Extracted data entries:
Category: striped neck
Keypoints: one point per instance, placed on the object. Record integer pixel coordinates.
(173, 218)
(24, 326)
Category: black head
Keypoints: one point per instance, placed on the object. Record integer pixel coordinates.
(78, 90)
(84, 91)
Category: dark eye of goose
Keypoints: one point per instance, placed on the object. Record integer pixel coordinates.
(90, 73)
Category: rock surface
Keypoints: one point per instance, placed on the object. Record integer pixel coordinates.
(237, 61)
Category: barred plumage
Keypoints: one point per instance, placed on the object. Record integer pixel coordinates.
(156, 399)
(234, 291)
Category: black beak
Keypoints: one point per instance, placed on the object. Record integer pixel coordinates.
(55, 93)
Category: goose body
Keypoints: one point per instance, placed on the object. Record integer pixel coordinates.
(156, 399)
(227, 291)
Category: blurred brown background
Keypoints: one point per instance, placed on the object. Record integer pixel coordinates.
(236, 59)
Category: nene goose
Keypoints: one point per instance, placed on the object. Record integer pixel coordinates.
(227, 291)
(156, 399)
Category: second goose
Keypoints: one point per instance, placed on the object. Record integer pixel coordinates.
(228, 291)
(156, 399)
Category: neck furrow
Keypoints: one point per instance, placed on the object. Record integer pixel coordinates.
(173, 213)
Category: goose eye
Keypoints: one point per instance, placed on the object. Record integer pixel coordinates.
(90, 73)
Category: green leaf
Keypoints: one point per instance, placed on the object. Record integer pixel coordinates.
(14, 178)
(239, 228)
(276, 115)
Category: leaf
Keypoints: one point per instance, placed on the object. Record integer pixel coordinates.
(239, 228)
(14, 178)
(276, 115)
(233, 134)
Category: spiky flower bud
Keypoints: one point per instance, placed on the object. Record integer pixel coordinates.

Your task: Starting at the line that contains "Category: rock surface" and ending with the last line above, render those lines as a JSON list of strings with one string per line. Leave out any blank lines.

Answer below:
[
  "Category: rock surface",
  "Keypoints: one point per instance, placed on the object. Record integer pixel coordinates.",
  "(237, 61)",
  "Category: barred plumage",
  "Keypoints: one point per instance, placed on the object. Record integer pixel coordinates.",
  "(156, 399)",
  "(234, 291)",
  "Category: black beak",
  "Keypoints: one point per instance, placed on the object. Record integer pixel coordinates.",
  "(55, 93)",
  "Category: goose body",
  "Keypoints: one point per instance, placed on the object. Record integer pixel coordinates.",
  "(156, 399)",
  "(227, 291)",
  "Category: blurred brown background",
  "Keypoints: one point per instance, placed on the object. Record integer pixel coordinates.",
  "(236, 59)",
  "Category: nene goose",
  "Keypoints: one point per instance, placed on the object. Record integer pixel coordinates.",
  "(227, 291)",
  "(156, 399)",
  "Category: second goose",
  "Keypoints: one point per instance, placed on the object. Record integer pixel coordinates.",
  "(228, 291)",
  "(156, 399)",
  "Category: neck furrow",
  "Keypoints: one point per instance, placed on the object. Record integer pixel coordinates.",
  "(173, 213)",
  "Category: goose eye",
  "Keypoints: one point per instance, placed on the object. Record integer pixel coordinates.",
  "(90, 73)",
  "Category: green leaf",
  "Keypoints: one point per instance, placed on the object. Record integer pixel coordinates.",
  "(14, 178)",
  "(239, 228)",
  "(276, 115)",
  "Category: leaf",
  "Keypoints: one point per instance, placed on the object. Record integer pixel coordinates.",
  "(239, 228)",
  "(14, 178)",
  "(276, 115)",
  "(233, 134)",
  "Category: spiky flower bud",
  "Keypoints: one point per instance, placed on the object. Record integer pixel coordinates."
]